---------- Material to process

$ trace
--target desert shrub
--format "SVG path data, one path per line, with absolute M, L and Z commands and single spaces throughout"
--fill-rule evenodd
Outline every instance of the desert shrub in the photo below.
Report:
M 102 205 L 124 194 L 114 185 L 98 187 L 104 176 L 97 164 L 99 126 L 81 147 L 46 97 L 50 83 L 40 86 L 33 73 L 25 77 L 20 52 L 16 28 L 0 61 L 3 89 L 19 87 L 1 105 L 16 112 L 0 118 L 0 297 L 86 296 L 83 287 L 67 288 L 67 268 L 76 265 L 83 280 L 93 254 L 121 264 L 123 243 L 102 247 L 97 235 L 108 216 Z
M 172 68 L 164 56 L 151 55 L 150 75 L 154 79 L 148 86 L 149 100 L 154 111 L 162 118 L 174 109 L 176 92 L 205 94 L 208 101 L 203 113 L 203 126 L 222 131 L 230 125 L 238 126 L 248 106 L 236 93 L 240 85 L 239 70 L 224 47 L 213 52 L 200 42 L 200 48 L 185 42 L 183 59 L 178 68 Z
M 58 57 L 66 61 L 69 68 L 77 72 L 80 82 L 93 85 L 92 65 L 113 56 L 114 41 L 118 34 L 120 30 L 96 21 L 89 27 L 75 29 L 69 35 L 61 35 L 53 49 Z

--------------------

_Task objective_
Without altering a single word, transcribe the entries above.

_Solution for this exercise_
$ trace
--target desert shrub
--format "SVG path data, one path per line, with absolute M, L and Z commands and single spaces throughout"
--fill-rule evenodd
Outline every instance of the desert shrub in the photo below.
Report:
M 102 205 L 124 194 L 114 185 L 98 187 L 104 176 L 97 164 L 99 126 L 81 147 L 46 97 L 50 83 L 40 86 L 33 73 L 25 77 L 20 52 L 16 28 L 0 61 L 3 89 L 19 87 L 1 105 L 16 112 L 0 118 L 0 297 L 86 296 L 83 287 L 67 288 L 67 268 L 76 265 L 83 280 L 93 254 L 121 264 L 123 243 L 102 247 L 97 235 L 108 216 Z
M 172 68 L 164 56 L 151 55 L 150 75 L 154 79 L 148 86 L 149 100 L 154 111 L 162 118 L 174 109 L 176 92 L 205 94 L 208 101 L 203 113 L 203 126 L 222 131 L 230 125 L 238 126 L 248 106 L 236 93 L 240 85 L 239 70 L 224 47 L 213 52 L 200 42 L 200 48 L 185 42 L 183 59 L 178 68 Z
M 58 57 L 66 61 L 69 68 L 77 72 L 80 82 L 93 85 L 92 65 L 113 56 L 114 41 L 118 34 L 120 30 L 96 21 L 89 27 L 75 29 L 69 35 L 61 35 L 53 49 Z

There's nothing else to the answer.